··· Input for this task

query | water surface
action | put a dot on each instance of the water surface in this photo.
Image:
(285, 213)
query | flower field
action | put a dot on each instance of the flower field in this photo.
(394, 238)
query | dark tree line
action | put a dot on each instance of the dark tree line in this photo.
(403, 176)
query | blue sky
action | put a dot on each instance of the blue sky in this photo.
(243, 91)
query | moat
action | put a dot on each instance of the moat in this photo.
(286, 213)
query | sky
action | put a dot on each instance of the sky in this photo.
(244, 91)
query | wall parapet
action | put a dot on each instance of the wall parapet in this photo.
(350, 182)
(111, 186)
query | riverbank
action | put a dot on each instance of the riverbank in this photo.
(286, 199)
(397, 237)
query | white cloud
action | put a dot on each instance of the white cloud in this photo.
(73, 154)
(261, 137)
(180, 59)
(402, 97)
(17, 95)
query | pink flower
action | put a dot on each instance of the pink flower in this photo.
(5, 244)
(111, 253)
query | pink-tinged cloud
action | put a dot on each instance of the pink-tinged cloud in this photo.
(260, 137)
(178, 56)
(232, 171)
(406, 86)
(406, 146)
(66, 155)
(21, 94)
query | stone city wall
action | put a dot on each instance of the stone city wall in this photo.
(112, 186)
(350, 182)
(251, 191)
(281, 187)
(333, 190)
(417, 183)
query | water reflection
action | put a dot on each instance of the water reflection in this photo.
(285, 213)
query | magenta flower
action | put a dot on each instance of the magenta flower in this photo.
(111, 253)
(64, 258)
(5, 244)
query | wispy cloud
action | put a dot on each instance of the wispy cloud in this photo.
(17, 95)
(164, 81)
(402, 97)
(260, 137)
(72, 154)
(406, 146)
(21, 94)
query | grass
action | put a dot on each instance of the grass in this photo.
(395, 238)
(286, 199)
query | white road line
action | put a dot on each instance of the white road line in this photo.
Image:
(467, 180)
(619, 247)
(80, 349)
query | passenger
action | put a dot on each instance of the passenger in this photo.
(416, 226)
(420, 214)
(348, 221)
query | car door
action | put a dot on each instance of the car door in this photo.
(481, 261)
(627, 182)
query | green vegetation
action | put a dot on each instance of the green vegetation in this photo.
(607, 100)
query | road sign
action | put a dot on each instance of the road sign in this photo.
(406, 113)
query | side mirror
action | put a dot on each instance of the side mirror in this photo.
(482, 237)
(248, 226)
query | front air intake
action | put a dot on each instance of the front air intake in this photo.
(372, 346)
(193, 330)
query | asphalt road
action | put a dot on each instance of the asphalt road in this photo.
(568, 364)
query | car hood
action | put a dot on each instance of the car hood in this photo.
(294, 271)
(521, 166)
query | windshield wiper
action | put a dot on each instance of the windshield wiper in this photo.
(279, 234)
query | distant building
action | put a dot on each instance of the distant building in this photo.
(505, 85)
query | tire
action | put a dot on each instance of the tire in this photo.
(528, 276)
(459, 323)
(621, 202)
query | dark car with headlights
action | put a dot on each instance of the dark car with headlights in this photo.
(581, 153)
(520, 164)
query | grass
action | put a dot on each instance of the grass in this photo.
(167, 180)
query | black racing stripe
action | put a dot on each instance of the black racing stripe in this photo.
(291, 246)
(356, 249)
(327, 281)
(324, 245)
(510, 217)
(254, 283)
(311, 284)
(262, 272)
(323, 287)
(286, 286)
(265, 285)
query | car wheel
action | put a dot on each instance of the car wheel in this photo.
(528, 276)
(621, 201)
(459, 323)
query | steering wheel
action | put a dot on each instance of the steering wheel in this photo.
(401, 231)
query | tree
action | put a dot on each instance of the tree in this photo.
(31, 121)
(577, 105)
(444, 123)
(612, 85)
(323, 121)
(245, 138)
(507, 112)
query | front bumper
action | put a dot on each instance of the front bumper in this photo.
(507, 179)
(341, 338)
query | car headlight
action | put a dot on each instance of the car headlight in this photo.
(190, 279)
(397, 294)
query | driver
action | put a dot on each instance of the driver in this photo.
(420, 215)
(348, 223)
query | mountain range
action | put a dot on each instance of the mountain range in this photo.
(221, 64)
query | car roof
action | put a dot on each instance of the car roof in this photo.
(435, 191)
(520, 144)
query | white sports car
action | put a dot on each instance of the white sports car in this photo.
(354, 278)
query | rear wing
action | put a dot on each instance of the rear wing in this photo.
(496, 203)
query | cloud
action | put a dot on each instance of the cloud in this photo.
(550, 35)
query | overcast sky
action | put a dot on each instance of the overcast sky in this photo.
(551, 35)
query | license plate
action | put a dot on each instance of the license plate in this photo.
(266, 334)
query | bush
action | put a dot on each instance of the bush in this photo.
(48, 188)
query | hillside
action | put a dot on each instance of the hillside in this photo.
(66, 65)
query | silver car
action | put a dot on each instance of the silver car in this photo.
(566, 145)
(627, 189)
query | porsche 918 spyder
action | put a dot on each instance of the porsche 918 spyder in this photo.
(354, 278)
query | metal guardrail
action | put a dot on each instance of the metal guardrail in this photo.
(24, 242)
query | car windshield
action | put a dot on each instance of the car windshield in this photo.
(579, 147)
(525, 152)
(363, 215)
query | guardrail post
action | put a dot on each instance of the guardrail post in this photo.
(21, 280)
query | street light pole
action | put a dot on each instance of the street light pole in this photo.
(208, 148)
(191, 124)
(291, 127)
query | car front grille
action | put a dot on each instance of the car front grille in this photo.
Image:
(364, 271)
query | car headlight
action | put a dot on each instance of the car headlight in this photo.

······

* [Exercise prompt]: How many lines of the material contain the string "surface"? Answer with that number alone.

* [Exercise answer]: 2